WHAT THE EXERCISE ASKS:
Your answer should hold only the lines from the start of the data below through the line with "Return every answer", copied exactly, with pictures left out.

———

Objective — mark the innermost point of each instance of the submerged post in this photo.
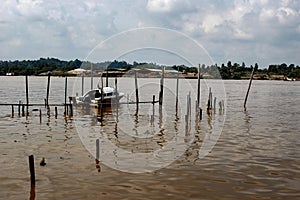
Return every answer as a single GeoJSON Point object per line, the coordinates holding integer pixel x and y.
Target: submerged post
{"type": "Point", "coordinates": [246, 98]}
{"type": "Point", "coordinates": [55, 111]}
{"type": "Point", "coordinates": [136, 91]}
{"type": "Point", "coordinates": [66, 88]}
{"type": "Point", "coordinates": [48, 88]}
{"type": "Point", "coordinates": [19, 109]}
{"type": "Point", "coordinates": [27, 97]}
{"type": "Point", "coordinates": [198, 88]}
{"type": "Point", "coordinates": [161, 93]}
{"type": "Point", "coordinates": [12, 111]}
{"type": "Point", "coordinates": [31, 169]}
{"type": "Point", "coordinates": [117, 98]}
{"type": "Point", "coordinates": [40, 116]}
{"type": "Point", "coordinates": [92, 78]}
{"type": "Point", "coordinates": [177, 87]}
{"type": "Point", "coordinates": [153, 109]}
{"type": "Point", "coordinates": [215, 102]}
{"type": "Point", "coordinates": [82, 85]}
{"type": "Point", "coordinates": [107, 76]}
{"type": "Point", "coordinates": [97, 149]}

———

FINAL ANSWER:
Objective — mark the innermost point of each instance of the submerged post in this photo.
Return every answer as a single GeoJSON Point object per line, the coordinates holding integer pixel x and y.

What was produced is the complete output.